-- start Records provided --
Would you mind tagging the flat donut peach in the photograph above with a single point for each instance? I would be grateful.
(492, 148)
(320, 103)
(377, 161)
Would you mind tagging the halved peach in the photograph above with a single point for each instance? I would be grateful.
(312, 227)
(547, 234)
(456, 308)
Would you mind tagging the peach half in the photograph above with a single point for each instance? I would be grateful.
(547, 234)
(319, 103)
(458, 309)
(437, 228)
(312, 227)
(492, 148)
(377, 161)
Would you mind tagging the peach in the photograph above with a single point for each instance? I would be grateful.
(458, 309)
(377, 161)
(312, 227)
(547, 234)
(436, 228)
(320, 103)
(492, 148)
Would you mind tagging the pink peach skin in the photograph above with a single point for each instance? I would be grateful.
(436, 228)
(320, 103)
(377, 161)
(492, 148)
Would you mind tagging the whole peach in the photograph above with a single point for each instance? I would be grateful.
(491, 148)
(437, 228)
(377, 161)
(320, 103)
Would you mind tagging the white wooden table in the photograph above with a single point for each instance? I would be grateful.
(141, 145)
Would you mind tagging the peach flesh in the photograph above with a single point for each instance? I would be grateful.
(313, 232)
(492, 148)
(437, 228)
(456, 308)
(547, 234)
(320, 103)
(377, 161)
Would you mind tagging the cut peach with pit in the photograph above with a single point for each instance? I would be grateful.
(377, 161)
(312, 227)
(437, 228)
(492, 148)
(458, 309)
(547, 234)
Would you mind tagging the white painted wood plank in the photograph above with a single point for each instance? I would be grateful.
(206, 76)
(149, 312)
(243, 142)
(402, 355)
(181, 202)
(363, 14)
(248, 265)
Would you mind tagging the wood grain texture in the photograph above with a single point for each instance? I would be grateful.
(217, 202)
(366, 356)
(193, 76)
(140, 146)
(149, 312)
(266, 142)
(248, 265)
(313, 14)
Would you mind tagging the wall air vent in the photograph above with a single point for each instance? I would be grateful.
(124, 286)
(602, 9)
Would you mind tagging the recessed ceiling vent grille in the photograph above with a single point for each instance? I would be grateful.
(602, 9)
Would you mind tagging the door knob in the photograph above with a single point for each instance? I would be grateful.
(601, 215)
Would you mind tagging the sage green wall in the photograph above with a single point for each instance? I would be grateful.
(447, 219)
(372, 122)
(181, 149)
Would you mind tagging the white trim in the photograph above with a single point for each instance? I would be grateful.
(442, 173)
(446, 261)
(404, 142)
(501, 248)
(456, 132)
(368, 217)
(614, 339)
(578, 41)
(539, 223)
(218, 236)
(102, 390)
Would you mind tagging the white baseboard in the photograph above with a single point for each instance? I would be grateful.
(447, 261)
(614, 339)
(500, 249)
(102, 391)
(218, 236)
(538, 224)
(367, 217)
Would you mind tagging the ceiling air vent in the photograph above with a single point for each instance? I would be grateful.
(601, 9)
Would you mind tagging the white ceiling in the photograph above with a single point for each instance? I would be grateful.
-- end Records provided --
§ **Aim**
Repeat the listing exactly, from its first line to its last.

§ **Finished answer**
Would you mind tagging the flat donut peach in the photograph above with a single point for each instance? I would be grateful.
(492, 148)
(320, 103)
(377, 161)
Would you mind tagging the halved peach in the photograph above with a single point for each instance? I would be grateful.
(312, 227)
(547, 234)
(456, 308)
Would you mind tagging the peach half in the photograph above with a single point for each instance? I would be grateful.
(547, 234)
(319, 103)
(458, 309)
(437, 228)
(312, 227)
(492, 148)
(377, 161)
Would you mind tagging the peach in the photograph above with a single point for each instance? I would be grateful.
(458, 309)
(377, 161)
(312, 227)
(547, 234)
(436, 228)
(320, 103)
(492, 148)
Would you mind tagging the pink peach skin in the photograph above with a single point for each instance? I would be grateful.
(436, 228)
(320, 103)
(377, 161)
(492, 148)
Would you mind tagging the whole peach in the photograph above with a single point for each instance? I would be grateful.
(491, 148)
(437, 228)
(377, 161)
(320, 103)
Would you mind tagging the white wooden table in the photograph above with a single point for each instance? I would be grateful.
(141, 145)
Would you mind tagging the peach flesh in the photograph above with a single point for each instance? I would be grateful.
(313, 232)
(492, 148)
(437, 228)
(456, 308)
(547, 234)
(320, 103)
(377, 161)
Would you mind tagging the cut peach with pit in the photograph above with a single point for each instance? I would be grateful.
(377, 161)
(312, 227)
(437, 228)
(492, 148)
(458, 309)
(547, 234)
Would you mind tagging the white painted wood plank in the photograph above with a single point for each instance? I would be grateful.
(206, 76)
(149, 312)
(243, 142)
(402, 355)
(181, 202)
(363, 14)
(248, 265)
Would you mind tagging the wood grain texture in the photograph above with a single point for each instance? I would be grateful.
(217, 202)
(366, 356)
(193, 76)
(140, 146)
(149, 312)
(266, 142)
(248, 265)
(313, 14)
Would you mind tagging the wall air vent in the photograph above with a single point for each instance? I would be grateful.
(124, 286)
(602, 9)
Would you mind tagging the recessed ceiling vent grille in the photograph above with a single point for each instance? I would be grateful.
(602, 9)
Would you mind tagging the door knob in the photograph above with a single point for each instance? I would be grateful.
(601, 215)
Would you mind tagging the sage green wall in the photograph above with a single point for each instance? I would be grateful.
(447, 219)
(372, 122)
(181, 149)
Would you mind tagging the white trim in the photograph above with a single point for each instance? I would be grateful.
(442, 173)
(446, 261)
(404, 142)
(501, 248)
(456, 132)
(368, 217)
(614, 339)
(578, 41)
(539, 223)
(218, 236)
(102, 390)
Would you mind tagging the white baseboard in the photograph above with a single point for each instance? I would be grateful.
(447, 261)
(614, 339)
(500, 249)
(102, 391)
(218, 236)
(538, 224)
(367, 217)
Would you mind tagging the ceiling air vent in the photograph above with a single point for each instance? I would be grateful.
(601, 9)
Would you mind tagging the white ceiling in the photograph above with a single point for each instance? I would be grateful.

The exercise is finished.